◆ READING PASSAGE
[start]

An embodiment of the DSM 100 is fully implemented in Java programming language. The different components of our DSM are developed using the following tools and APIs:

- Glassfish v2.x
  It is an open source application server project led by Sun Microsystems for the Java EE platform. The proprietary version is called Oracle GlassFish Enterprise Server and free version is called Glassfish. The Glassfish is dual-licensed under two free software licenses: the Common Development and Distribution License (CDDL) and the GNU General Public License (GPL) with the classpath exception [WikipediaGlassFish]. It is free software and the best application server which supports open source community in the industry today. Glassfish may contain one or more domains, each domain hosts a number of Java J2EE applications standards deployed to it, and these standards include: Web Application Archive (WAR), Enterprise Application Archive (EAR) and Enterprise Java Bean (EJB) files. Glassfish provides full Web services stack to build and deploy Web services based on the Java API for XML Web Services (JAX-WS), JPA persistence engine (Toplink), EJB model and more [Quinn2007]. For administration and monitoring, Glassfish provides Web tool called Admin Console and command-line tool called asadmin, these two consoles provide a set of features for doing the most of administration and monitoring tasks such as deploy, un-deploy JEE applications, invoke deployed Web services thorough generated test forms and monitoring feature called Call-Flow, which reveals very accurately where time is being spent in the application before a response is sent [Alexis2008].

[end]

◆ EXTRACTED INFORMATION

[start]

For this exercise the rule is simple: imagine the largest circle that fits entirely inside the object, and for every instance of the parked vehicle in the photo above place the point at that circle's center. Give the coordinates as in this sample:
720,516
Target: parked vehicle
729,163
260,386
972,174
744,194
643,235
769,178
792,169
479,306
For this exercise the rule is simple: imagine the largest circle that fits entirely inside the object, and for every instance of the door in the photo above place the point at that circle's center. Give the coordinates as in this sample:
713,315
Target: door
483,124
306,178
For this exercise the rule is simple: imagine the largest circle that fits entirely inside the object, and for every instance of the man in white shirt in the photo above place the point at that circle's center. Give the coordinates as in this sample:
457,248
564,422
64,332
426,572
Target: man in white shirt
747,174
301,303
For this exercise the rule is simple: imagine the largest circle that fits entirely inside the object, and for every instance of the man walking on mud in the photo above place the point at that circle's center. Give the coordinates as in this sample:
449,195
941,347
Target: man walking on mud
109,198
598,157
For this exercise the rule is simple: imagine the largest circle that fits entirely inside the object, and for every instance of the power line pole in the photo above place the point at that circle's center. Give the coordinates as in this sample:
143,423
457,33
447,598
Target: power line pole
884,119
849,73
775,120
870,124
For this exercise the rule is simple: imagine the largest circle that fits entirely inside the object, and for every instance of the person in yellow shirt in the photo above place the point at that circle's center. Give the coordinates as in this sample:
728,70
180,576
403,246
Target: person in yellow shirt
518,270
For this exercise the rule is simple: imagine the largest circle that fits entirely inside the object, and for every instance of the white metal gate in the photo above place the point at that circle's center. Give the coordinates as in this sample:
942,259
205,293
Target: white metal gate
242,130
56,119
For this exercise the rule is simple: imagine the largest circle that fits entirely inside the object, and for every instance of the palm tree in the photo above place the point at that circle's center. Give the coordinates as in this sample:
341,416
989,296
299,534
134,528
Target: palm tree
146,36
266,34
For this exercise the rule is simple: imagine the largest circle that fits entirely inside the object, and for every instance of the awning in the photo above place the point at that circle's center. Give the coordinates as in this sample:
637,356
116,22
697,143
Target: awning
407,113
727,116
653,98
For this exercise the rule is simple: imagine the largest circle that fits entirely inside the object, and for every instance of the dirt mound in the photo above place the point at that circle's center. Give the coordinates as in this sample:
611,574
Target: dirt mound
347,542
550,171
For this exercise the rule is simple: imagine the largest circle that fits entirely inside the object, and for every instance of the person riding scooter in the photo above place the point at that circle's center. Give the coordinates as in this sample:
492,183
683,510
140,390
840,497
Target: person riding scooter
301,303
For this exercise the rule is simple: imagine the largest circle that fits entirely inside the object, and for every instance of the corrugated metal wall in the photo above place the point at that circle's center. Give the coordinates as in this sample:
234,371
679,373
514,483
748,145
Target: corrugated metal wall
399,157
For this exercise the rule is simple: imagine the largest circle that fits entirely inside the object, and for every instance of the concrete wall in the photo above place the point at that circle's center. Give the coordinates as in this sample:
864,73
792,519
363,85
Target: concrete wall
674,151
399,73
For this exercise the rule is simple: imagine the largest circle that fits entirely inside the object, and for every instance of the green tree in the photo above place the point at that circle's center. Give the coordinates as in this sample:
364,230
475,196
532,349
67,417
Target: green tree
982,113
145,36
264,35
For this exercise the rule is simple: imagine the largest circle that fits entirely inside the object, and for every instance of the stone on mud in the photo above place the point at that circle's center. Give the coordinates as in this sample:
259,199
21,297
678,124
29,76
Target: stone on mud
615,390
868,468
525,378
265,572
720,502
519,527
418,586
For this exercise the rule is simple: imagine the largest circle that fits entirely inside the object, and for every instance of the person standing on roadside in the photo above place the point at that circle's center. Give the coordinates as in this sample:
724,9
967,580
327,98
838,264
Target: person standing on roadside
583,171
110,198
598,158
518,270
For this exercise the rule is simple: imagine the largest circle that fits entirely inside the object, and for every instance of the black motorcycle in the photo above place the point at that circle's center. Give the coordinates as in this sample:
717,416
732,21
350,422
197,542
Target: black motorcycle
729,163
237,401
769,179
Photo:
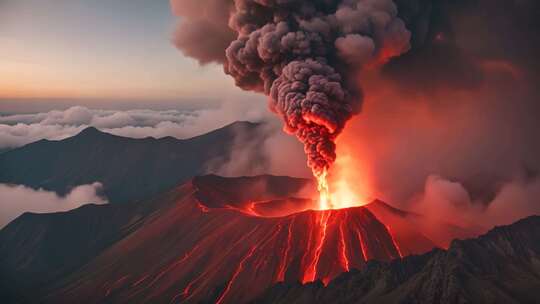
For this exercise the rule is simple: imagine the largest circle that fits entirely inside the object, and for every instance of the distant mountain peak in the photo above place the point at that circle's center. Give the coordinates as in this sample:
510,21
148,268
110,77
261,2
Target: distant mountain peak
90,131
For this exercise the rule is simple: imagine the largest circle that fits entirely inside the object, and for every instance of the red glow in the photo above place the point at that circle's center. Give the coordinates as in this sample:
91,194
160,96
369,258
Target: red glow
322,222
235,275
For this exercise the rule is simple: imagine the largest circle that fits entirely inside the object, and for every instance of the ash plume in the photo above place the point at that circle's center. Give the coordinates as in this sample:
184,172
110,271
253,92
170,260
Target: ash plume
304,55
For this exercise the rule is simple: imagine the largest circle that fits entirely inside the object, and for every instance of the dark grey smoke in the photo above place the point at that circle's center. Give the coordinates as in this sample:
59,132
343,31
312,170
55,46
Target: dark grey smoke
303,54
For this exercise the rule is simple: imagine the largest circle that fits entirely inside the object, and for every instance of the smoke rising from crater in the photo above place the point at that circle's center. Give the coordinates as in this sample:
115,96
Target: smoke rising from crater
304,55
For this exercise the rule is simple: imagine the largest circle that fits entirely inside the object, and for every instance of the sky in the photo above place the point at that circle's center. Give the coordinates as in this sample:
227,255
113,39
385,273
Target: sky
99,53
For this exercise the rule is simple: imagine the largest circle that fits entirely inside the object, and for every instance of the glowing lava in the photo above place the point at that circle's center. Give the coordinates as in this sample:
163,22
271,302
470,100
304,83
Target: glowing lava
324,193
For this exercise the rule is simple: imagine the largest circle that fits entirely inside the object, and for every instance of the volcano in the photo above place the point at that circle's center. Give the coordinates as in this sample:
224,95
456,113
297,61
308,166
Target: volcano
212,239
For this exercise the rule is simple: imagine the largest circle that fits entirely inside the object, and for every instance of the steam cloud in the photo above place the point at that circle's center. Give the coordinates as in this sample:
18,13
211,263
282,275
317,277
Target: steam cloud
451,121
15,200
20,129
303,54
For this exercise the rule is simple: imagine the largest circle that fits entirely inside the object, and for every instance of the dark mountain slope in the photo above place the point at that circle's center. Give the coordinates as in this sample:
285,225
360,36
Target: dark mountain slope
503,266
199,242
130,169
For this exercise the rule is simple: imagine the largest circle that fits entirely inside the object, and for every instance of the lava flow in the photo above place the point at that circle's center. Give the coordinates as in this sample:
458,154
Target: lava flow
214,236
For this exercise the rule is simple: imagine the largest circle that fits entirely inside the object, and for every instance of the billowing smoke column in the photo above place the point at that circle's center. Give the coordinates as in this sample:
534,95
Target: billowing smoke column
303,54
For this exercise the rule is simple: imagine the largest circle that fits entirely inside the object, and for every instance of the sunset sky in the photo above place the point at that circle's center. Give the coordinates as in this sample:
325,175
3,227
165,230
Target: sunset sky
100,50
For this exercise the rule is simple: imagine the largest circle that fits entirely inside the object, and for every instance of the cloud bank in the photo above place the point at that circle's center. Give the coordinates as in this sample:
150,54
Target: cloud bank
16,200
20,129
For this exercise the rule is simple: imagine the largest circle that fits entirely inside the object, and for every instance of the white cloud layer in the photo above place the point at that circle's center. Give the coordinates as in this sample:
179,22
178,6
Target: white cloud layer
20,129
16,200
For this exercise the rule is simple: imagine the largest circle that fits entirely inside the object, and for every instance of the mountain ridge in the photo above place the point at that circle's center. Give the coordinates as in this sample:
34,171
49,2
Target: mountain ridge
501,266
129,169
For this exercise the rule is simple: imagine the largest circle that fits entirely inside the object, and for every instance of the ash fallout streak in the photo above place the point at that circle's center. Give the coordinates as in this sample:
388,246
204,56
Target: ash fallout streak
304,55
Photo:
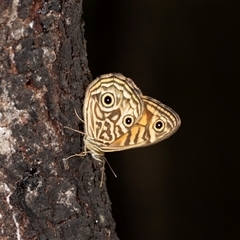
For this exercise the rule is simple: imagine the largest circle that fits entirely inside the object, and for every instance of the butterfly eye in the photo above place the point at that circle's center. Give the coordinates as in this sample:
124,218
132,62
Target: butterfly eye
158,125
128,121
107,100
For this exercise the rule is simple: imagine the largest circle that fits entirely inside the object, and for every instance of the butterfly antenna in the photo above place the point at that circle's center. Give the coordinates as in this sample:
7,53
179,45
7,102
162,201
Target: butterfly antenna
115,175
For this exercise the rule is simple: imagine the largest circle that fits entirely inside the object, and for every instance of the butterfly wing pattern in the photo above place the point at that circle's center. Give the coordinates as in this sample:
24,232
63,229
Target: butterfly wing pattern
117,116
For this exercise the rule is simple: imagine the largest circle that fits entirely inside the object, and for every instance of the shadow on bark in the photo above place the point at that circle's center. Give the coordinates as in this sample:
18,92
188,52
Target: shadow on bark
43,76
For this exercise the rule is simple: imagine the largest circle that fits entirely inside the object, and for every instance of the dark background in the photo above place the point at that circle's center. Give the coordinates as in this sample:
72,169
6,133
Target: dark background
187,55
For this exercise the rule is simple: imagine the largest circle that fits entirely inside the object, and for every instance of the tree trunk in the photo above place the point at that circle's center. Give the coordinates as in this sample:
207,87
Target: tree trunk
43,75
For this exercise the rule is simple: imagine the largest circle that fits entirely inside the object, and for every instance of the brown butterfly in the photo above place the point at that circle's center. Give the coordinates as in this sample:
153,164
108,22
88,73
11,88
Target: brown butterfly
117,117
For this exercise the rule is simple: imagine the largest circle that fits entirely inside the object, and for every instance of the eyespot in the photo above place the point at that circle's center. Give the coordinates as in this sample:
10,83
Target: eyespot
108,100
158,125
128,121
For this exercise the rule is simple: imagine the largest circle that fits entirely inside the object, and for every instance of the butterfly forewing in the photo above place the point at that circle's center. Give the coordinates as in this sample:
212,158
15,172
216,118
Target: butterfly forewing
112,105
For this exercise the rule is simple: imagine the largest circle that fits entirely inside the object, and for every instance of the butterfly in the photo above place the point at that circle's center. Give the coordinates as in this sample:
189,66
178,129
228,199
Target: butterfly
117,116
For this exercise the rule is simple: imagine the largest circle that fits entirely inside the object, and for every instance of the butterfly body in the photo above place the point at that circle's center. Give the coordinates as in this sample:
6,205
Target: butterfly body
117,116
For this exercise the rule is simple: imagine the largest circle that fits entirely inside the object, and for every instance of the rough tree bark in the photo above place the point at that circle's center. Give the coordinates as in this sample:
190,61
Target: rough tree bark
43,75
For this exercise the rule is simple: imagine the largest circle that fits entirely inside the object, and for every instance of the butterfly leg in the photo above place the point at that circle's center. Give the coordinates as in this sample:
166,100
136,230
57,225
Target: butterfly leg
78,115
74,130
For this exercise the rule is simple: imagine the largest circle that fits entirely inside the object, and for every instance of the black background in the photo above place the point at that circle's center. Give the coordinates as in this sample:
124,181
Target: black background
185,54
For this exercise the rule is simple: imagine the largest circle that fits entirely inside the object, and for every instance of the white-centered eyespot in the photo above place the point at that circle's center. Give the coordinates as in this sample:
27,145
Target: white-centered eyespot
158,126
108,100
128,121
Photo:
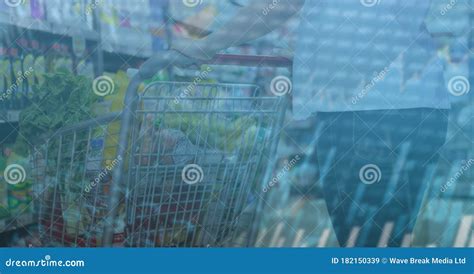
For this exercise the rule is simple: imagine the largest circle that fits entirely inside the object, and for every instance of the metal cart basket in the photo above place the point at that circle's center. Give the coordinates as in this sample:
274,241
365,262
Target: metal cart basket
176,168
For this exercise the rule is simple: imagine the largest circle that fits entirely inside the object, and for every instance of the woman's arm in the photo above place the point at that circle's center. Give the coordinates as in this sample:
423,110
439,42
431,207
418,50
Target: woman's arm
253,21
257,19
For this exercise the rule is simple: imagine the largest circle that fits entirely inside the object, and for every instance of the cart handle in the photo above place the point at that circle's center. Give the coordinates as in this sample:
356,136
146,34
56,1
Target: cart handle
154,64
166,59
251,60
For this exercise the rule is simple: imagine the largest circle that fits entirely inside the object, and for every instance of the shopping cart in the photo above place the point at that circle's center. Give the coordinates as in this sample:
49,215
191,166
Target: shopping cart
176,168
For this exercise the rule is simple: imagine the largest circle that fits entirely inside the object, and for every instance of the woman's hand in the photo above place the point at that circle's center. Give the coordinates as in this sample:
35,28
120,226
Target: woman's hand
185,53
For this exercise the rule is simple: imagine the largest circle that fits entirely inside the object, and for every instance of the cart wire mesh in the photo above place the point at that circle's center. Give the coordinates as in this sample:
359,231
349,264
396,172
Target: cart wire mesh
194,154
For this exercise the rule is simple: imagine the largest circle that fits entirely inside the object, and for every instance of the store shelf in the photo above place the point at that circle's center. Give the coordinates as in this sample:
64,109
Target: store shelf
39,25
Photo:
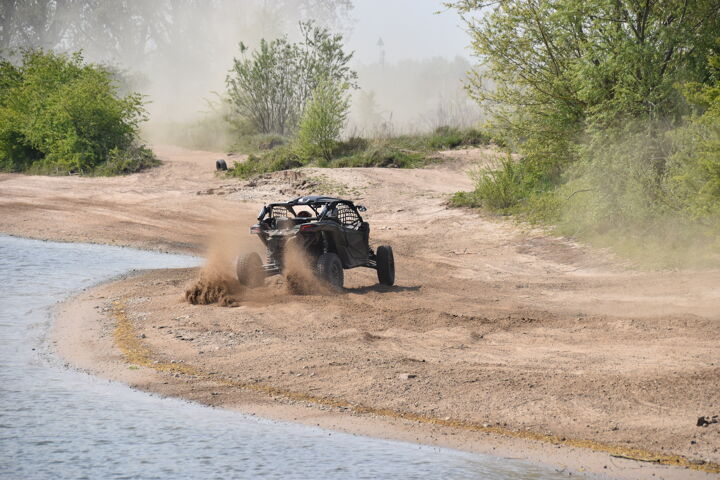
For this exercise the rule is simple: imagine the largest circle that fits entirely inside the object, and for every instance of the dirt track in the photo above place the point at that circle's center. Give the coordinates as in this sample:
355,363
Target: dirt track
499,325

[end]

◆ EXERCISES
• 1. Pick out each line of the listing that contains the word "bank".
• 2. Carry on the passage about the Glassfish application server, starting right after its final sentence.

◆ IN RESPONSE
• 1.
For this exercise the rule is simple: imagine the largest circle that fits entirely inside the object, and for every instance of the cloud bank in the photo above place the point at that circle's center. Give the coordinates as in this sample:
Target: cloud bank

• 2.
- Apache Tomcat Server v6
  Apache Tomcat (or simply Tomcat) is an open source servlet container that developed by Apache Software Foundation (ASF). It implements Java Servlet and JavaServer Pages (JSP) technologies based on Java Servlet and JSP specifications are developed under Java Community Process (JCP), and provides a pure Java HTTP Web server environment for Java code to run [Apache Software Foundation] [WikipediaApacheTomcat2011]. Apache Tomcat must not be confused with Apache Web server, because Apache Tomcat is Java implementation of HTTP Web server, and Apache Web server is C implementation of HTTP Web server. However, Apache Tomcat and Apache web server are not bundled together. Apache Tomcat has configuration and management tools, but you can also configure it by editing XML configuration files [WikipediaApacheTomcat2011].
- Apache Ant v1.8.0
  Apache Ant is Java-based open source software and command-line tool released under the Apache Software License for automating software build processes. It requires the Java platform and it's best suited to build projects of Java. Ant can also be used effectively to build non Java projects such as C or C++ applications. It provides a set of jars files that constitute an Ant API allowing Java developers for creating and manipulating a new XML build files or working on existing XML build file to manipulate and/or execute targets in this file [Apache Ant Project2010].

Apache Ant API provides all functionalities of Ant to Java application programmatically [Apache Ant Project2010]. It uses XML to describe build process and its dependencies that are described in terms of targets and tasks. By default, the name of XML build file is build.xml. Each build file contains one project and at least one target, each target contain one or more tasks. However, Ant API is very flexible and doesn't require conventions or directory layouts to the Java projects which adopt it as build tool.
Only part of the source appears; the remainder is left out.